Give back the line in the listing below that contains "# inside = enclosed" and all remaining lines, retyped exactly, through the last line.

LISTED RECORDS START

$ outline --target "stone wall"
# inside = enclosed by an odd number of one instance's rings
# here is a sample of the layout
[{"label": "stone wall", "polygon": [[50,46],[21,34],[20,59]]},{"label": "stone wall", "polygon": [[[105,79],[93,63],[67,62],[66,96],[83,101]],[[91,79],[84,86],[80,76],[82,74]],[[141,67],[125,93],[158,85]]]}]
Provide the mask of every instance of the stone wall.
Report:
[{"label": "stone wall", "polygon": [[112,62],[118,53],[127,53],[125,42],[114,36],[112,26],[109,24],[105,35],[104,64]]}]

LISTED RECORDS END

- _OUTPUT OF THE TASK_:
# inside = enclosed by an odd number of one instance's rings
# here is a sample of the layout
[{"label": "stone wall", "polygon": [[50,46],[21,34],[20,59]]},{"label": "stone wall", "polygon": [[[105,79],[93,63],[67,62],[66,96],[83,101]],[[91,79],[84,86],[80,76],[82,74]],[[141,67],[125,93],[158,85]]]}]
Provide the mask of every instance of the stone wall.
Report:
[{"label": "stone wall", "polygon": [[112,62],[118,53],[127,53],[125,42],[114,36],[112,26],[109,24],[105,35],[104,64]]}]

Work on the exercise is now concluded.